• EXERCISE BRIEF
Your answer should repeat exactly the line containing "Whereabouts in this frame is the turquoise" and all lines after it through the end of the material below, with no other text.

────────

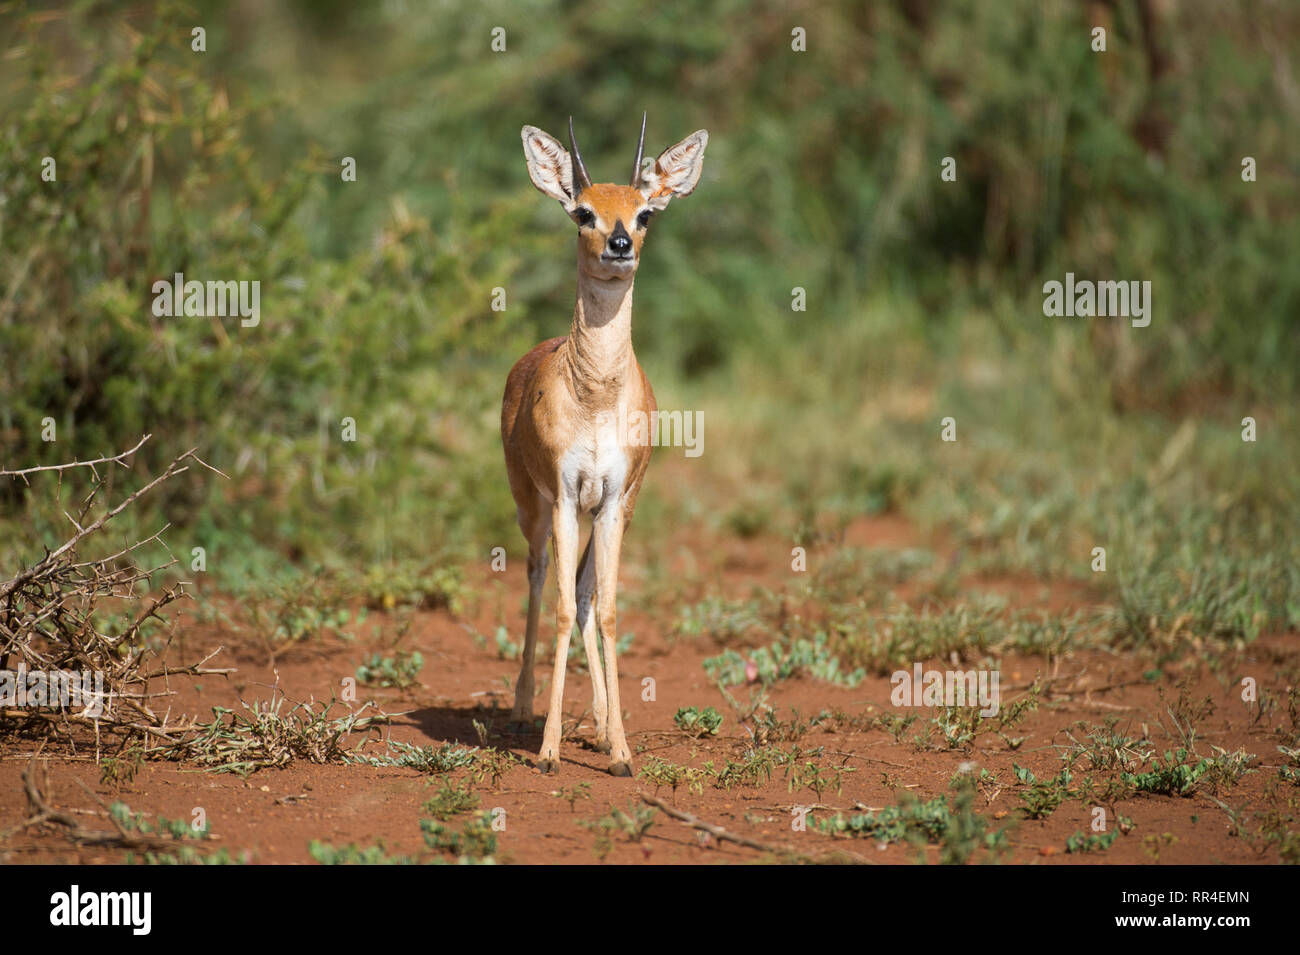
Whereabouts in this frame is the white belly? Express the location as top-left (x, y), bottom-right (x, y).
top-left (561, 417), bottom-right (627, 514)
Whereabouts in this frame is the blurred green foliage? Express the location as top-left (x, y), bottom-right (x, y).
top-left (0, 1), bottom-right (1296, 636)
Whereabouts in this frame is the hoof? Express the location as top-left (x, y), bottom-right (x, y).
top-left (538, 757), bottom-right (561, 775)
top-left (594, 739), bottom-right (612, 754)
top-left (608, 760), bottom-right (633, 778)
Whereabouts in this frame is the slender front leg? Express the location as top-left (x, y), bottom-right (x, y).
top-left (593, 503), bottom-right (632, 775)
top-left (538, 500), bottom-right (580, 773)
top-left (574, 538), bottom-right (610, 751)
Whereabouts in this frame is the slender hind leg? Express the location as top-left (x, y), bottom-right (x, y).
top-left (509, 498), bottom-right (550, 732)
top-left (574, 537), bottom-right (609, 752)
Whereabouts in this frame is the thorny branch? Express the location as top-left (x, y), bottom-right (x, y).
top-left (0, 437), bottom-right (231, 754)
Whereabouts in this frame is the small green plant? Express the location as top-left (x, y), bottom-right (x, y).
top-left (1014, 764), bottom-right (1076, 819)
top-left (110, 802), bottom-right (210, 841)
top-left (639, 757), bottom-right (709, 796)
top-left (351, 740), bottom-right (479, 774)
top-left (1061, 719), bottom-right (1154, 773)
top-left (752, 707), bottom-right (828, 744)
top-left (1142, 832), bottom-right (1178, 861)
top-left (673, 596), bottom-right (765, 643)
top-left (1255, 809), bottom-right (1300, 864)
top-left (356, 650), bottom-right (424, 688)
top-left (783, 758), bottom-right (855, 798)
top-left (723, 504), bottom-right (771, 539)
top-left (1277, 745), bottom-right (1300, 785)
top-left (931, 706), bottom-right (980, 751)
top-left (819, 785), bottom-right (1009, 864)
top-left (552, 782), bottom-right (593, 811)
top-left (423, 779), bottom-right (480, 820)
top-left (950, 766), bottom-right (1003, 807)
top-left (468, 748), bottom-right (524, 788)
top-left (995, 684), bottom-right (1041, 748)
top-left (1077, 774), bottom-right (1138, 805)
top-left (703, 632), bottom-right (865, 688)
top-left (363, 563), bottom-right (464, 613)
top-left (941, 776), bottom-right (1008, 864)
top-left (579, 802), bottom-right (657, 860)
top-left (715, 683), bottom-right (773, 725)
top-left (421, 811), bottom-right (498, 862)
top-left (1065, 829), bottom-right (1120, 854)
top-left (1158, 682), bottom-right (1216, 749)
top-left (309, 841), bottom-right (414, 865)
top-left (711, 748), bottom-right (779, 790)
top-left (100, 744), bottom-right (146, 788)
top-left (129, 847), bottom-right (247, 865)
top-left (673, 705), bottom-right (724, 738)
top-left (867, 711), bottom-right (918, 742)
top-left (1202, 746), bottom-right (1255, 792)
top-left (1122, 748), bottom-right (1213, 796)
top-left (250, 574), bottom-right (360, 648)
top-left (834, 601), bottom-right (1003, 675)
top-left (494, 626), bottom-right (521, 661)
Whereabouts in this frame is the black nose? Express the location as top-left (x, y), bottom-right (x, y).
top-left (608, 222), bottom-right (632, 256)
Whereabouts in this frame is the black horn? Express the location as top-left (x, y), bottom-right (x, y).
top-left (568, 116), bottom-right (592, 195)
top-left (630, 111), bottom-right (647, 187)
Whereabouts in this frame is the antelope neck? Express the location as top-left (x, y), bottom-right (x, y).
top-left (565, 269), bottom-right (636, 407)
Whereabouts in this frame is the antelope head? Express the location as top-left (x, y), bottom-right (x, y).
top-left (521, 114), bottom-right (708, 281)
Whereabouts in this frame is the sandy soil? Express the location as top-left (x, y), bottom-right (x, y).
top-left (2, 516), bottom-right (1295, 865)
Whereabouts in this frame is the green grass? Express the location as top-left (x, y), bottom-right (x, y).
top-left (170, 698), bottom-right (391, 776)
top-left (1013, 764), bottom-right (1077, 820)
top-left (816, 779), bottom-right (1009, 864)
top-left (703, 632), bottom-right (866, 688)
top-left (578, 802), bottom-right (657, 861)
top-left (421, 812), bottom-right (499, 862)
top-left (1121, 748), bottom-right (1218, 797)
top-left (309, 842), bottom-right (415, 865)
top-left (422, 780), bottom-right (480, 821)
top-left (129, 847), bottom-right (248, 865)
top-left (110, 802), bottom-right (210, 842)
top-left (356, 650), bottom-right (425, 689)
top-left (1065, 830), bottom-right (1120, 854)
top-left (672, 706), bottom-right (724, 738)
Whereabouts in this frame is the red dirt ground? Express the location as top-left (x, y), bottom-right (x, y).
top-left (2, 516), bottom-right (1296, 865)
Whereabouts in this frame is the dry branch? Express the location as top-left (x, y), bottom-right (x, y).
top-left (7, 759), bottom-right (207, 852)
top-left (639, 791), bottom-right (873, 864)
top-left (0, 437), bottom-right (229, 753)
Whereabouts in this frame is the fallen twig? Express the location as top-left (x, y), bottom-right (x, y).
top-left (7, 760), bottom-right (194, 852)
top-left (639, 791), bottom-right (873, 864)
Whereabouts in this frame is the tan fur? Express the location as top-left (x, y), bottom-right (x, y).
top-left (504, 122), bottom-right (706, 775)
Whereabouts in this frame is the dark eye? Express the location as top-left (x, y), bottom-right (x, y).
top-left (575, 208), bottom-right (595, 228)
top-left (636, 209), bottom-right (653, 229)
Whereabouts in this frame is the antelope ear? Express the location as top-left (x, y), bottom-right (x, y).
top-left (640, 130), bottom-right (708, 210)
top-left (521, 126), bottom-right (577, 210)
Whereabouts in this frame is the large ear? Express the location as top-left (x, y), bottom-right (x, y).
top-left (639, 130), bottom-right (708, 210)
top-left (521, 125), bottom-right (577, 210)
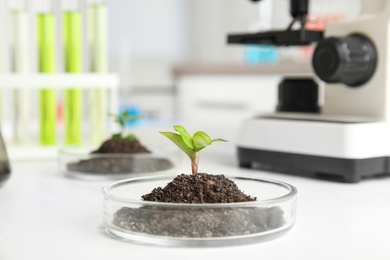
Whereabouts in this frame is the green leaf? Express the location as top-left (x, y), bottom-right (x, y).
top-left (111, 133), bottom-right (122, 140)
top-left (173, 125), bottom-right (194, 149)
top-left (117, 118), bottom-right (125, 127)
top-left (121, 111), bottom-right (129, 117)
top-left (109, 111), bottom-right (140, 128)
top-left (212, 138), bottom-right (228, 143)
top-left (160, 132), bottom-right (195, 159)
top-left (192, 131), bottom-right (212, 152)
top-left (123, 114), bottom-right (139, 123)
top-left (125, 134), bottom-right (136, 141)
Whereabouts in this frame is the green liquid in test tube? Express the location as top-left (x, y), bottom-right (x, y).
top-left (37, 13), bottom-right (56, 145)
top-left (63, 11), bottom-right (82, 145)
top-left (88, 2), bottom-right (107, 144)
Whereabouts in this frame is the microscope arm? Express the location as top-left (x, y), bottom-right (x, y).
top-left (228, 0), bottom-right (323, 46)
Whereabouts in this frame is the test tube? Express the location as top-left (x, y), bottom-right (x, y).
top-left (0, 0), bottom-right (6, 125)
top-left (9, 0), bottom-right (31, 144)
top-left (62, 0), bottom-right (83, 145)
top-left (88, 0), bottom-right (108, 144)
top-left (37, 0), bottom-right (57, 145)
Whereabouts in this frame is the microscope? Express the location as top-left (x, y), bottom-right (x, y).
top-left (228, 0), bottom-right (388, 182)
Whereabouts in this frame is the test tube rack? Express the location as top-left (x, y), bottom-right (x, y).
top-left (0, 73), bottom-right (119, 160)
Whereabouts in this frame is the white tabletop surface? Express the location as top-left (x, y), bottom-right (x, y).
top-left (1, 148), bottom-right (390, 260)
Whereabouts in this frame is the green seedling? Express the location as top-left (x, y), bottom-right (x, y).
top-left (160, 125), bottom-right (227, 174)
top-left (109, 111), bottom-right (139, 141)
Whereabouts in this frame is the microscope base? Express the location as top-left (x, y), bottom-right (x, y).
top-left (236, 115), bottom-right (390, 183)
top-left (238, 147), bottom-right (389, 183)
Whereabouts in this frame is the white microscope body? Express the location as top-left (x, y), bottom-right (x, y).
top-left (236, 0), bottom-right (390, 182)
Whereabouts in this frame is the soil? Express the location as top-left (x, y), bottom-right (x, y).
top-left (92, 138), bottom-right (150, 154)
top-left (67, 157), bottom-right (173, 174)
top-left (114, 205), bottom-right (284, 238)
top-left (141, 173), bottom-right (256, 203)
top-left (67, 138), bottom-right (173, 175)
top-left (113, 173), bottom-right (286, 238)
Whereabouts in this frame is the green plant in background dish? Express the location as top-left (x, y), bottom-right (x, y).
top-left (109, 111), bottom-right (139, 141)
top-left (160, 125), bottom-right (227, 174)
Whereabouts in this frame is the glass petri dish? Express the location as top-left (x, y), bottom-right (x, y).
top-left (102, 175), bottom-right (297, 247)
top-left (59, 146), bottom-right (181, 181)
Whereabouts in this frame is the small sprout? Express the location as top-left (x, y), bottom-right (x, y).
top-left (125, 134), bottom-right (136, 141)
top-left (160, 125), bottom-right (227, 174)
top-left (111, 133), bottom-right (122, 140)
top-left (109, 111), bottom-right (139, 140)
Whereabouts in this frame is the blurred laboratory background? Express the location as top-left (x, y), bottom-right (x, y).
top-left (0, 0), bottom-right (362, 160)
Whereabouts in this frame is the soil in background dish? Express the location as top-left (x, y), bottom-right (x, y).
top-left (92, 138), bottom-right (150, 154)
top-left (67, 138), bottom-right (173, 174)
top-left (113, 173), bottom-right (285, 238)
top-left (68, 157), bottom-right (173, 174)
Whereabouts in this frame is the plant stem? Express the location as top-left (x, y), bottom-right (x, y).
top-left (191, 152), bottom-right (199, 174)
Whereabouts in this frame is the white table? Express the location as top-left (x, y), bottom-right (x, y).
top-left (1, 149), bottom-right (390, 260)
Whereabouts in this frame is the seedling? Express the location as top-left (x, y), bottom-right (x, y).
top-left (109, 111), bottom-right (139, 141)
top-left (160, 125), bottom-right (227, 174)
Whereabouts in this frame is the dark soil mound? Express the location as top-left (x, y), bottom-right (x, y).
top-left (142, 173), bottom-right (257, 203)
top-left (92, 138), bottom-right (150, 154)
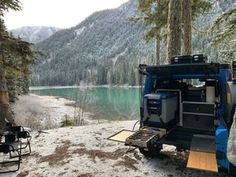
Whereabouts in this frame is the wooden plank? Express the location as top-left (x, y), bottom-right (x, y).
top-left (187, 150), bottom-right (218, 173)
top-left (108, 130), bottom-right (135, 143)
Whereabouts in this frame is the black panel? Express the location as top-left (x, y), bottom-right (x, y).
top-left (147, 99), bottom-right (161, 115)
top-left (185, 89), bottom-right (206, 102)
top-left (183, 114), bottom-right (215, 131)
top-left (163, 127), bottom-right (214, 149)
top-left (144, 118), bottom-right (178, 130)
top-left (183, 102), bottom-right (215, 115)
top-left (190, 135), bottom-right (215, 153)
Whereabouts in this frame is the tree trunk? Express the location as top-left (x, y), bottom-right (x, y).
top-left (155, 34), bottom-right (160, 65)
top-left (182, 0), bottom-right (192, 55)
top-left (166, 0), bottom-right (182, 63)
top-left (0, 54), bottom-right (15, 132)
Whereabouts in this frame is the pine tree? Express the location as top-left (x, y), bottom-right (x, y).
top-left (182, 0), bottom-right (192, 55)
top-left (0, 20), bottom-right (16, 130)
top-left (0, 0), bottom-right (35, 131)
top-left (134, 0), bottom-right (213, 63)
top-left (210, 7), bottom-right (236, 61)
top-left (131, 0), bottom-right (168, 65)
top-left (166, 0), bottom-right (182, 63)
top-left (166, 0), bottom-right (212, 62)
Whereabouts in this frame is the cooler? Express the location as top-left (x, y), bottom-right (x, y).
top-left (143, 92), bottom-right (177, 126)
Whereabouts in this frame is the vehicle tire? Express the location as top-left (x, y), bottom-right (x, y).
top-left (176, 146), bottom-right (185, 152)
top-left (229, 163), bottom-right (236, 176)
top-left (139, 145), bottom-right (162, 157)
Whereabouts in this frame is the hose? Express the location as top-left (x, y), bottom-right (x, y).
top-left (132, 120), bottom-right (140, 131)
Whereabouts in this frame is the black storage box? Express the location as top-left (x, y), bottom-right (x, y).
top-left (171, 54), bottom-right (207, 64)
top-left (192, 54), bottom-right (207, 63)
top-left (171, 55), bottom-right (192, 64)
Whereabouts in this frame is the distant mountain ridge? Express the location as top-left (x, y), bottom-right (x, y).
top-left (32, 0), bottom-right (155, 86)
top-left (10, 26), bottom-right (60, 43)
top-left (35, 0), bottom-right (152, 61)
top-left (31, 0), bottom-right (235, 86)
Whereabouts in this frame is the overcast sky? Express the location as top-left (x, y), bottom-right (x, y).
top-left (4, 0), bottom-right (129, 30)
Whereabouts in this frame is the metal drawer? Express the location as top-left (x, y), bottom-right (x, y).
top-left (183, 101), bottom-right (215, 116)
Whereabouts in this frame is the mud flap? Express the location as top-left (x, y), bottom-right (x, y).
top-left (187, 134), bottom-right (218, 173)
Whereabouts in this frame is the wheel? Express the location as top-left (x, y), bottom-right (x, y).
top-left (229, 163), bottom-right (236, 176)
top-left (139, 145), bottom-right (162, 157)
top-left (139, 147), bottom-right (160, 157)
top-left (176, 146), bottom-right (185, 152)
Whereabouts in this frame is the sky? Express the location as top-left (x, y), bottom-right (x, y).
top-left (4, 0), bottom-right (129, 30)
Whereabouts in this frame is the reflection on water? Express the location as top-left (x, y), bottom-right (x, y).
top-left (31, 87), bottom-right (140, 120)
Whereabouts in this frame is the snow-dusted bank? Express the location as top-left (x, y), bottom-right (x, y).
top-left (5, 94), bottom-right (227, 177)
top-left (12, 94), bottom-right (94, 130)
top-left (2, 121), bottom-right (226, 177)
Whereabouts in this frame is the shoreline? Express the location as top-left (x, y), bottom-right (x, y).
top-left (12, 93), bottom-right (95, 130)
top-left (8, 94), bottom-right (227, 177)
top-left (30, 85), bottom-right (140, 90)
top-left (12, 93), bottom-right (133, 130)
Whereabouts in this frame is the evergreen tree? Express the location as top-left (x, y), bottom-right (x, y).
top-left (182, 0), bottom-right (192, 55)
top-left (0, 0), bottom-right (35, 131)
top-left (134, 0), bottom-right (213, 63)
top-left (166, 0), bottom-right (182, 62)
top-left (210, 7), bottom-right (236, 61)
top-left (131, 0), bottom-right (168, 64)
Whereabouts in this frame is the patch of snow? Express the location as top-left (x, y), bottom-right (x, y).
top-left (89, 23), bottom-right (94, 28)
top-left (12, 94), bottom-right (93, 130)
top-left (75, 26), bottom-right (86, 37)
top-left (10, 26), bottom-right (59, 43)
top-left (2, 120), bottom-right (225, 177)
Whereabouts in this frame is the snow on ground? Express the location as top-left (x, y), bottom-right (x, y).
top-left (12, 94), bottom-right (94, 130)
top-left (0, 94), bottom-right (228, 177)
top-left (1, 121), bottom-right (228, 177)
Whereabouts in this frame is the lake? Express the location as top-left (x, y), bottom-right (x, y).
top-left (31, 87), bottom-right (140, 120)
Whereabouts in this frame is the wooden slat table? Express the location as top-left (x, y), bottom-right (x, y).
top-left (108, 130), bottom-right (135, 143)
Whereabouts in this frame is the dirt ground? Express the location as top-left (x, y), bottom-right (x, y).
top-left (1, 121), bottom-right (230, 177)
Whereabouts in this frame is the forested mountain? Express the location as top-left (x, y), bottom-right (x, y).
top-left (10, 26), bottom-right (60, 43)
top-left (31, 0), bottom-right (235, 86)
top-left (32, 0), bottom-right (153, 86)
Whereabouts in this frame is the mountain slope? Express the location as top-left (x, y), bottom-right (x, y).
top-left (10, 26), bottom-right (60, 43)
top-left (31, 0), bottom-right (235, 86)
top-left (32, 0), bottom-right (155, 86)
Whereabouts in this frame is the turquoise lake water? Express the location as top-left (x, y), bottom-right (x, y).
top-left (31, 87), bottom-right (140, 120)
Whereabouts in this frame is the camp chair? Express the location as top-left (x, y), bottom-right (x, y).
top-left (4, 134), bottom-right (23, 158)
top-left (7, 126), bottom-right (31, 157)
top-left (0, 142), bottom-right (21, 174)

────────

• RESPONSE AREA
Whereabouts in this frame is the turquoise lake water? Express the location as top-left (x, y), bottom-right (x, y).
top-left (31, 87), bottom-right (140, 120)
Whereabouts in this frame is the camp chair? Express the location as top-left (x, y), bottom-right (x, y).
top-left (4, 134), bottom-right (23, 158)
top-left (7, 126), bottom-right (31, 157)
top-left (0, 142), bottom-right (21, 174)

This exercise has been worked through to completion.